Format every line of the rows below as a numbered list, leaving out any blank lines.

Location labeling records:
+--

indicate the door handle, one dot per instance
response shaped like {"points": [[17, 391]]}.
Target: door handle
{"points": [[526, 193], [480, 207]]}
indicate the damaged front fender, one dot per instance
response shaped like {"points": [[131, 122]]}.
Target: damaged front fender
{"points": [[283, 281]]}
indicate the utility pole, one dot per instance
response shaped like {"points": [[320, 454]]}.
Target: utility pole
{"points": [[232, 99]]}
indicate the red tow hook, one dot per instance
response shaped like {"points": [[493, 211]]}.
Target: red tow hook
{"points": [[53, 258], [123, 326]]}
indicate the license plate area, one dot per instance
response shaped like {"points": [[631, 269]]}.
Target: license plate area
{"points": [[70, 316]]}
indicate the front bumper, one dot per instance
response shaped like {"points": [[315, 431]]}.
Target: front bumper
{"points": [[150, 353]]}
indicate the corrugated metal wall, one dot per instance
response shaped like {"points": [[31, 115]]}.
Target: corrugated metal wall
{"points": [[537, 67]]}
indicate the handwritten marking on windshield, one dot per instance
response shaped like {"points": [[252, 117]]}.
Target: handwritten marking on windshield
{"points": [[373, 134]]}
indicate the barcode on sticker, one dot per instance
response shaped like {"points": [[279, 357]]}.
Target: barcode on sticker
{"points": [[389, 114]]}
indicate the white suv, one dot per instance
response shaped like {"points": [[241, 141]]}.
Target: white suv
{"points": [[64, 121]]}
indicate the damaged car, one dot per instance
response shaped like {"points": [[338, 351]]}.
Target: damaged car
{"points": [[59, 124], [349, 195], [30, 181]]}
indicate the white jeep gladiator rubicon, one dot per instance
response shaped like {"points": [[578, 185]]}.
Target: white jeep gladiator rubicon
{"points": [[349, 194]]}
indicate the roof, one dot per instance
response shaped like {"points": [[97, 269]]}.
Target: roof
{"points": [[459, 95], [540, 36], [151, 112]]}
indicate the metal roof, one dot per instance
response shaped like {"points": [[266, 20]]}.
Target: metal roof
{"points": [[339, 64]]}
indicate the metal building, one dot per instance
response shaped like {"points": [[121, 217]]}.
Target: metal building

+--

- _REPLY_
1. indicate the door handle, one dot per instance
2. response shaped like {"points": [[17, 391]]}.
3. Target: door handle
4. {"points": [[526, 193], [480, 207]]}
5. indicate the damaged front fender, one dot per instance
6. response shaped like {"points": [[131, 122]]}.
7. Target: damaged front fender
8. {"points": [[283, 281]]}
9. indicate the utility pole, one dot per instance
10. response shaped like {"points": [[320, 454]]}.
11. Target: utility pole
12. {"points": [[232, 99]]}
13. indicate the red tow hook, one dot per instance
14. response shaped like {"points": [[493, 211]]}.
15. Target: red tow hook
16. {"points": [[53, 258], [123, 326]]}
17. indicate the license plate area, one dot per instance
18. response shaped like {"points": [[631, 269]]}.
19. Target: license plate area
20. {"points": [[70, 316]]}
21. indicate the front bumper, one dot per instance
22. response shaped like {"points": [[315, 431]]}.
23. Target: front bumper
24. {"points": [[150, 353]]}
25. indicate the corrugated metal wall, one dot per instance
26. response shaped like {"points": [[31, 115]]}.
27. Target: corrugated metal wall
28. {"points": [[537, 67]]}
29. indicate the handwritten marking on windshield, one dot per instance
30. response shaped like {"points": [[252, 117]]}.
31. Target: handwritten marking on windshield
32. {"points": [[373, 134]]}
33. indicate the barcode on sticker, one dot per instance
34. response shaped like {"points": [[279, 357]]}.
35. Target: barcode on sticker
36. {"points": [[389, 114]]}
37. indicate the white suv, one dot per instance
38. response shaped like {"points": [[241, 141]]}.
39. Target: white suv
40. {"points": [[64, 121]]}
41. indicate the damaged car, one dot per instance
42. response shaped like {"points": [[338, 351]]}.
43. Target: damaged car
44. {"points": [[59, 124], [349, 195], [30, 181]]}
45. indicate the white jeep gladiator rubicon, one dot per instance
46. response shaped like {"points": [[578, 185]]}.
47. Target: white jeep gladiator rubicon
48. {"points": [[349, 194]]}
49. indicate the roof, one dot per instance
50. response shaped like {"points": [[97, 269]]}.
51. Target: roof
52. {"points": [[459, 95], [540, 36], [151, 112]]}
53. indicate the metal roof, one dot per instance
54. response shaped like {"points": [[266, 20]]}.
55. Target: metal roof
56. {"points": [[339, 64]]}
57. indicate the metal building, one dot per instance
58. response shaped like {"points": [[121, 217]]}.
59. Target: metal building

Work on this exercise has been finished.